**Problem description:** Count how many of the lines below contain the string "truck", matching case exactly, and reply with only that number.

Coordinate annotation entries
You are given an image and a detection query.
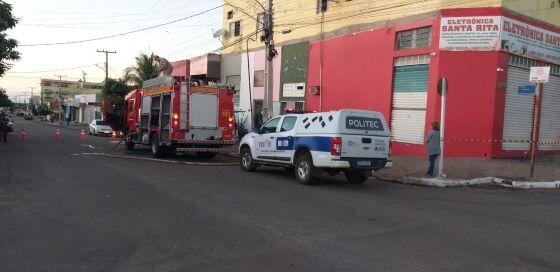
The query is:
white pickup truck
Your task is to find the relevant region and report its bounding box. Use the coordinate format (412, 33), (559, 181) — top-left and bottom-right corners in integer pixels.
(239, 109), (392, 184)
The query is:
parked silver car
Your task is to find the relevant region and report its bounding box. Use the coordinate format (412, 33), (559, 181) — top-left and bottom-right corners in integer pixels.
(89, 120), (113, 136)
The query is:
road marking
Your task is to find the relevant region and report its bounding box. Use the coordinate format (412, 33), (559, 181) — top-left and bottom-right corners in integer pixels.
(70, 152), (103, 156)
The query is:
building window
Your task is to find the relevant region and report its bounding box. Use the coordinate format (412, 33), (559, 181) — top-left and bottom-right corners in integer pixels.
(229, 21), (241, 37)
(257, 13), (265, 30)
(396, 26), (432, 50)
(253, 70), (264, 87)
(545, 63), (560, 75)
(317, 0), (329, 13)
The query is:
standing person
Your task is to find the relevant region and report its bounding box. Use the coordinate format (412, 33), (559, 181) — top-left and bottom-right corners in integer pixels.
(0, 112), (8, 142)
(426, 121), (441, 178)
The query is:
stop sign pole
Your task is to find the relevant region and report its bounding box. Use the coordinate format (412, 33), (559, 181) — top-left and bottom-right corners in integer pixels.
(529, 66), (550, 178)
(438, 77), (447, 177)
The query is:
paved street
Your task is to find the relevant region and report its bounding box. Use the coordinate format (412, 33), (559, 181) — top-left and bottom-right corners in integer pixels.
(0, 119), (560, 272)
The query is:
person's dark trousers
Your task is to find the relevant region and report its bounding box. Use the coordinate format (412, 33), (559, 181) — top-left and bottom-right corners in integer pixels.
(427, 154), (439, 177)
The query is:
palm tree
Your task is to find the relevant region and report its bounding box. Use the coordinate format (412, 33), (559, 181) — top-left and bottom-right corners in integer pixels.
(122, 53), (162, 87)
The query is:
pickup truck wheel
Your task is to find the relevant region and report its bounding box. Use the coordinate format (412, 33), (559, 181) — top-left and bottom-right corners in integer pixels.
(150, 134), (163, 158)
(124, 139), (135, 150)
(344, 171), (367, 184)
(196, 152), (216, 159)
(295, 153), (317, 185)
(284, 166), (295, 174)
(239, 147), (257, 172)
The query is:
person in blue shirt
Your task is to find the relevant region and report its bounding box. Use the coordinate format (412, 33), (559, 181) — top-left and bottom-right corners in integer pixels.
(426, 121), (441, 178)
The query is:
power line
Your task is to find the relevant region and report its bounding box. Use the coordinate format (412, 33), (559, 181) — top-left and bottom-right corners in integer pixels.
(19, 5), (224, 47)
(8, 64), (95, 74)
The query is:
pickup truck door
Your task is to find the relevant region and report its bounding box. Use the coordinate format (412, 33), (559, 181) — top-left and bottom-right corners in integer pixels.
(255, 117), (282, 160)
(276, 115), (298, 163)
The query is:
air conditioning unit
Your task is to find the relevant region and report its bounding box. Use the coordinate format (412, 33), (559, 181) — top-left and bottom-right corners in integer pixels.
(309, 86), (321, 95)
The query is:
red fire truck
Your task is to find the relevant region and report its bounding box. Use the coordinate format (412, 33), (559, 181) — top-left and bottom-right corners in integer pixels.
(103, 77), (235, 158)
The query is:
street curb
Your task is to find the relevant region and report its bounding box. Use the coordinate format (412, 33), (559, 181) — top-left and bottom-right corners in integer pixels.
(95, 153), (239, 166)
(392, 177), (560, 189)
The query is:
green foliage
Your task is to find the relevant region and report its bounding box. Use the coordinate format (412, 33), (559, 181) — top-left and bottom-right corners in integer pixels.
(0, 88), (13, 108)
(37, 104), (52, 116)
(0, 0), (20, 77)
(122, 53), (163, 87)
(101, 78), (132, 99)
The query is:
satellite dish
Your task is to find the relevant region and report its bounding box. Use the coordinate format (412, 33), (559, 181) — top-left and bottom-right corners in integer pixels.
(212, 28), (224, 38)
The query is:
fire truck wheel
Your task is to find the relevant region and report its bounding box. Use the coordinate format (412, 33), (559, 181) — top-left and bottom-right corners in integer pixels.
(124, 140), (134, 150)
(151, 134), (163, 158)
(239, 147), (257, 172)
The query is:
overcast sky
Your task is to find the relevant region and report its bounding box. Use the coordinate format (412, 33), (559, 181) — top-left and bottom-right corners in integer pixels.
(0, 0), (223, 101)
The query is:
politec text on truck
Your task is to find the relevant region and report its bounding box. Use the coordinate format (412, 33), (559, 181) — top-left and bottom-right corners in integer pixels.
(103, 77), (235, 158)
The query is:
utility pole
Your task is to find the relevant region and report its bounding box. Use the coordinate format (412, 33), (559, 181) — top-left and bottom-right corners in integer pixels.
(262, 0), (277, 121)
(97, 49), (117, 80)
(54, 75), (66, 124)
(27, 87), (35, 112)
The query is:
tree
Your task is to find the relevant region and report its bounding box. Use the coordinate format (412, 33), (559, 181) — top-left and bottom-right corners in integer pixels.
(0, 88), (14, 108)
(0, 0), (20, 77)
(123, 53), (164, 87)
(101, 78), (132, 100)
* * *
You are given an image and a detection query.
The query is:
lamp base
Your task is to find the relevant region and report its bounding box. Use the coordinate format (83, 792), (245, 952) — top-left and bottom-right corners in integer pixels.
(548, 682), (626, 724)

**Response to this task:** 6